EXERCISE REQUIREMENTS: What comes next in the article on technology in company lobbies? Continue it from the point where it stops.

A warm welcome from the modern lobby…
“In a world where customers have likely asked digital assistant Siri to divulge a company‘s history before their morning coffee is brewed, organisations must keep pace with the technological age we’re in and deliver the front-of-house experience customers expect,” says Gregory Blondeau, Founder of ‘proptech’ scale-up Proxyclick. “If your website and e-commerce platform say The Ritz, yet your check-in experience is more akin to Fawlty Towers, there’s a serious disconnect for your customers,” he adds.
In other words, first impressions are vital. And visitors’ impressions of your brand and what they’re going to experience during their visit, begins the very moment they enter your reception area. The stark reality is, that your client’s first impression will be influenced by how they are greeted downstairs.
The good news is that tech is finally entering the built environment world. “Proptech” is born. Buildings and company lobbies will become technology hubs offering an array of services to visitors, contractors, employees and receptionist/security teams.

[Referring expression pointing data]
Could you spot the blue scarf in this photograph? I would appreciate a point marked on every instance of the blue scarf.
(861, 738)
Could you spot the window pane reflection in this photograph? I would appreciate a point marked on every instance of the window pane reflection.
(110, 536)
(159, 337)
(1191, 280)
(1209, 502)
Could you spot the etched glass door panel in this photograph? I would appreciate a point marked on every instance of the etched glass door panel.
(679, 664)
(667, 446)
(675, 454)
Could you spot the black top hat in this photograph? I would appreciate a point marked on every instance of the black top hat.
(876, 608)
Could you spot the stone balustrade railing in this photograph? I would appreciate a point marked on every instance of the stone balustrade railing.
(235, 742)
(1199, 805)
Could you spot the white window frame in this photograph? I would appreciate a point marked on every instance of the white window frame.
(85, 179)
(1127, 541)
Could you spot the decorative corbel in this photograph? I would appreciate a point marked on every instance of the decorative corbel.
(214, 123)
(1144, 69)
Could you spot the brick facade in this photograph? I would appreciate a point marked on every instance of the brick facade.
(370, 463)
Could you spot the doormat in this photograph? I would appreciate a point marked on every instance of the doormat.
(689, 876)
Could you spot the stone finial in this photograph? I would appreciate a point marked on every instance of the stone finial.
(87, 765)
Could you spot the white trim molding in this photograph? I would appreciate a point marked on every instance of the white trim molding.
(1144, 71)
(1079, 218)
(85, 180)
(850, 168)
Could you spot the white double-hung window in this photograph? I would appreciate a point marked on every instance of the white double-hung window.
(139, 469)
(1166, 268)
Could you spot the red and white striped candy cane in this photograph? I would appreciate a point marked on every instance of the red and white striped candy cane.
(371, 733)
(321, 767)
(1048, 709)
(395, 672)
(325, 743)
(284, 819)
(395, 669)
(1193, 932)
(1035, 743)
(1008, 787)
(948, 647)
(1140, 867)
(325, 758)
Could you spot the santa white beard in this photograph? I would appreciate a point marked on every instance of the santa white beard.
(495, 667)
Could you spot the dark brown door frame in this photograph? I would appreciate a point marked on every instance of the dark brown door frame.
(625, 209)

ANSWER TO THIS PROBLEM:
Soon, smart technologies will recognise your car as you pull into the car park, the access control is open for you as you get to the gate, you enter the elevator to the right floor, you can access the Wi-Fi and a social robot takes you to the right meeting room where your favourite drink and your host is waiting for you – everything taken care of in an integrated, smart way.
The front desk
Front-desk design is becoming more integrated with the visitor experience, utilising familiar consumer technologies such as iPads to help streamline the check-in experience. Organisations are finally retiring their archaic paper logbooks and implementing modern, app-based visitor management systems.
In the advent of smart cities and an increasingly networked world, mobile devices and the internet of things, will see lobbies increasingly used as impromptu work spaces. Technology now frees us from traditional silos; no longer will a workspace be defined by a specific desk in one office, workers will become truly mobile, and the corporate lobby will provide a flexible working space for employees and visitors.
The needs of your visitors are changing: portable technology now allows them to bring their laptops and tablets into lobbies and even catering facilities to work in a communal setting. Outside of connectivity and technological upgrades, companies are now also looking at different furniture options to facilitate mobile working; from mobile desk chairs or those with in-built laptop trays, to integrated power points and USB ports.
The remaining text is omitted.